Selected extract:
..............................
A big illusion I have encountered up here is that you will sock away money like nobody's business. That only works if you can find cheap accommodations ($400,000 for a decrepit trailer anyone?), put up with a freezing home to curb heat costs, hardly go out, don't buy any toys or new clothes and forget vacations. I can tell you right now that if you don't spend money on toys, vacations, heat or decent accommodations – you will quickly forget about the money you were supposedly saving and run. It is way too hard in this environment. In order to survive up here you will make compromises and you'll cut your losses. If you believe in God's calling on your life to be here, that will certainly help, He supplies grace, but that doesn't mean you don't get to experience the full brunt of this physical, spiritual and emotional environment at one point or another.

I have met a few folks who have told me they came up for 2 -3 years, but stayed 20. I would like to know their full stories. Some folks seem to thrive on hardship, gives them something to do. Perhaps they “work hard and play hard”, however that is usually a symptom of running from the realities of life. A way of avoiding pain, it's unbalanced, which has a reckoning day. There's a local bumper sticker that some like to put on their impractical and overpriced toys (mammoth pick-up trucks), it says, “If you can't have fun up here then give up”. I find it sad that these stickers come from a popular bar in town. There is mass addiction of every type up here, spanning every demographic. Adultery is a huge problem. Some of the highest debt accumulation in the country occurs right here in Yellowknife. Yet they party on...
..............................
Apply what you read:
1/ Echo the passage about living in Yellowknife word for word, starting with "A big illusion" and going on through "point or another.".
2/ In the Yellowknife passage, what words describe the environment whose full brunt a person will experience at one point or another?
..............................
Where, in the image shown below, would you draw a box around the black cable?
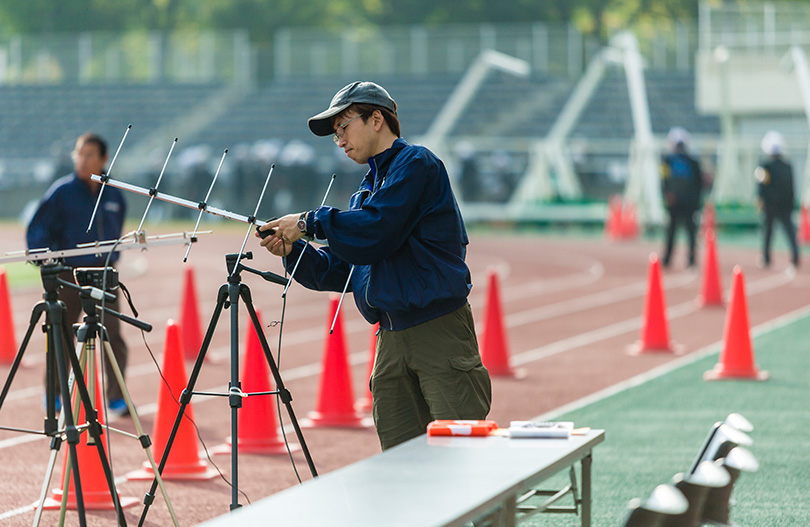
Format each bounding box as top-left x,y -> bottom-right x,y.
141,330 -> 251,504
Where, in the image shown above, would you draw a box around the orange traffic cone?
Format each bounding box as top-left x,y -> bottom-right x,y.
481,267 -> 526,379
622,203 -> 638,240
354,322 -> 380,412
126,319 -> 217,480
301,296 -> 373,428
703,266 -> 768,381
180,264 -> 202,359
210,309 -> 301,455
700,229 -> 723,307
0,267 -> 17,364
799,205 -> 810,245
629,253 -> 679,355
42,354 -> 138,510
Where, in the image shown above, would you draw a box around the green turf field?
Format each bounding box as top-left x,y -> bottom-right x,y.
527,308 -> 810,527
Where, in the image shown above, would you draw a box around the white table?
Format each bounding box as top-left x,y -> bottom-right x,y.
202,430 -> 605,527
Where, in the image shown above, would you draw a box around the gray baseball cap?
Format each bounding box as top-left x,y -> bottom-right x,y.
307,81 -> 397,136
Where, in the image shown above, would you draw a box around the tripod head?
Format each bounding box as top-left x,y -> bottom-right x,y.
54,267 -> 152,331
39,261 -> 72,300
225,251 -> 287,285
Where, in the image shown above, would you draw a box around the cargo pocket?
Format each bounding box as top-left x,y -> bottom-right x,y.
450,355 -> 492,419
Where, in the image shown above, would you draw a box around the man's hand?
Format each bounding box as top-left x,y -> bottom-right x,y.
256,213 -> 302,256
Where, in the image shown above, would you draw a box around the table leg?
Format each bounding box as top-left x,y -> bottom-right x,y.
581,453 -> 593,527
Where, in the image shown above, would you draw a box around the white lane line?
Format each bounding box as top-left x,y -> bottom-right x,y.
532,306 -> 810,421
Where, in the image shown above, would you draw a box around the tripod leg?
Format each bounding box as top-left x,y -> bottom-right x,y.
0,302 -> 46,409
238,284 -> 318,477
138,284 -> 224,527
61,316 -> 127,525
102,336 -> 179,527
47,303 -> 87,527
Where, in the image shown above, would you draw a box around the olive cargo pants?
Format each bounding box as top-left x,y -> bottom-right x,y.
371,304 -> 492,450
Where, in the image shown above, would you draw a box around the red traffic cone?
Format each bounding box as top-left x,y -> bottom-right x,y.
354,322 -> 380,412
301,296 -> 373,428
126,319 -> 217,480
0,267 -> 17,364
700,229 -> 723,307
180,264 -> 202,359
42,354 -> 138,510
703,266 -> 768,381
210,309 -> 301,455
622,203 -> 638,240
630,253 -> 679,355
799,205 -> 810,245
481,267 -> 526,379
605,195 -> 622,240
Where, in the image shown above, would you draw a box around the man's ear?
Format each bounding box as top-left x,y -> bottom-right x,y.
371,110 -> 385,132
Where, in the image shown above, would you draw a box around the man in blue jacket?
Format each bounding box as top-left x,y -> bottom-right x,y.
661,127 -> 703,268
754,130 -> 799,268
261,82 -> 491,450
26,133 -> 128,414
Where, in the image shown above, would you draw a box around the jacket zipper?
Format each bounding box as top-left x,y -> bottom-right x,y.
363,159 -> 394,328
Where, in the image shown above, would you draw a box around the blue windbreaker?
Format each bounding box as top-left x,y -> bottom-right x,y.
26,174 -> 126,267
285,138 -> 472,330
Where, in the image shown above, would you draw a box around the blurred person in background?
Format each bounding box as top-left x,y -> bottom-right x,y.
754,130 -> 799,267
661,127 -> 703,268
261,81 -> 491,450
26,133 -> 128,415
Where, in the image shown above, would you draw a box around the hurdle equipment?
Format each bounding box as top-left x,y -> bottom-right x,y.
701,446 -> 759,525
661,460 -> 731,527
622,484 -> 689,527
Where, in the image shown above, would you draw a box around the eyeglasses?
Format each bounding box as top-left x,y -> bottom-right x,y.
332,113 -> 363,144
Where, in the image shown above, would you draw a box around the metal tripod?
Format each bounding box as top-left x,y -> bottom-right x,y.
138,252 -> 318,526
0,263 -> 127,527
35,278 -> 179,526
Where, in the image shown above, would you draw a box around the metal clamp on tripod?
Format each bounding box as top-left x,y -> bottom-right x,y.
0,263 -> 126,526
139,252 -> 318,525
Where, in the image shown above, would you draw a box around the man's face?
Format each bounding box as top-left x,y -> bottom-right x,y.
..............................
Responses:
1/
A big illusion I have encountered up here is that you will sock away money like nobody's business. That only works if you can find cheap accommodations ($400,000 for a decrepit trailer anyone?), put up with a freezing home to curb heat costs, hardly go out, don't buy any toys or new clothes and forget vacations. I can tell you right now that if you don't spend money on toys, vacations, heat or decent accommodations – you will quickly forget about the money you were supposedly saving and run. It is way too hard in this environment. In order to survive up here you will make compromises and you'll cut your losses. If you believe in God's calling on your life to be here, that will certainly help, He supplies grace, but that doesn't mean you don't get to experience the full brunt of this physical, spiritual and emotional environment at one point or another.

2/ physical, spiritual, emotional